::: Text to read :::
Microsoft UI Automation

Last updated

Microsoft UI Automation (UIA) is an application programming interface (API) that allows one to access, identify, and manipulate the user interface (UI) elements of another application. [1] [2]

Contents

UIA is targeted at providing UI accessibility and it is a successor to Microsoft Active Accessibility. It also facilitates GUI test automation, and it is the engine upon which many test automation tools are based. RPA tools also use it to automate applications in business processes.

UIA's property providers support both Win32 and .NET programs.

The latest specification of UIA is found as part of the Microsoft UI Automation Community Promise Specification. Microsoft claims that portability to platforms other than Microsoft Windows was one of its design goals. It has since been ported to Mono. [3]

History

In 2005, Microsoft released UIA as a successor to MSAA framework.

Managed UI Automation API was released as a part of .NET Framework 3.0. The native UI Automation API (provider) is included as part of the Windows Vista and Windows Server 2008 SDK and is also distributed with the .NET Framework.

UIA is available out of the box in Windows 7 as a part of Windows Automation API 3.0 and as a separate download for Windows XP, Windows Vista, and Windows Server 2003 and 2008. [4]

Motivation and goals

As a successor to MSAA, UIA aims to address the following goals:

Technical overview

Frame UI Automation.jpg
Frame

At client side, UIA provides a .NET interface in UIAutomationClient.dll assembly and a COM interface implemented directly in UIAutomationCore.dll.
:::
## What to do:
**1)** Reproduce the stretch of the UI Automation article from "UIA is targeted" through "and .NET programs.".
**2)** Pick up the UI Automation article after its last sentence and continue writing it.
::: Information supplied :::
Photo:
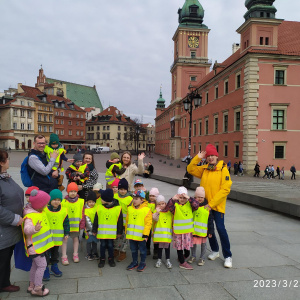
:::
## Exercise answers:
**1)**
UIA is targeted at providing UI accessibility and it is a successor to Microsoft Active Accessibility. It also facilitates GUI test automation, and it is the engine upon which many test automation tools are based. RPA tools also use it to automate applications in business processes.

UIA's property providers support both Win32 and .NET programs.

**2)**
At server side, UIAutomationCore.dll is injected into all or selected processes on the current desktop to perform data retrieval on behalf of a client. The DLL can also load UIA plugins (called providers) into its host process to extract data using different techniques.

UIA has four main provider and client components, as shown in the following table.

ComponentDescription
UIAutomationCore (UIAutomationCore.dll and dependents)The underlying code (sometimes called the UIA core) that handles communication between providers and clients. UI Automation Core also offers the provider and client API interfaces for unmanaged applications and clients; unmanaged applications (either clients or providers) do not require the managed assemblies listed below.
Managed Provider API (UIAutomationProvider.dll and dependents)

A set of interface definitions and functions that are implemented by managed UIA provider applications. Providers are objects that provide information about UI elements and respond to programmatic input.

Managed Client API (UIAutomationClient.dll and dependents)A set of interface definitions and functions for managed UIA client applications.
UIAutomationClientsideProviders.dllA set of UIA provider implementations for legacy Win32 controls and MSAA applications. This client-side provider is available to managed client applications by default.

Elements

UIA exposes every piece of the UI to client applications as an Automation Element. Elements are contained in a tree structure, with the desktop as the root element.

Automation Element objects expose common properties of the UI elements they represent. One of these properties is the control type, which defines its basic appearance and functionality as a single recognizable entity (e.g., a button or check box).

In addition, elements expose control patterns that provide properties specific to their control types. Control patterns also expose methods that enable clients to get further information about the element and to provide input.

Clients can filter the raw view of the tree as a control view or a content view. Applications can also create custom views.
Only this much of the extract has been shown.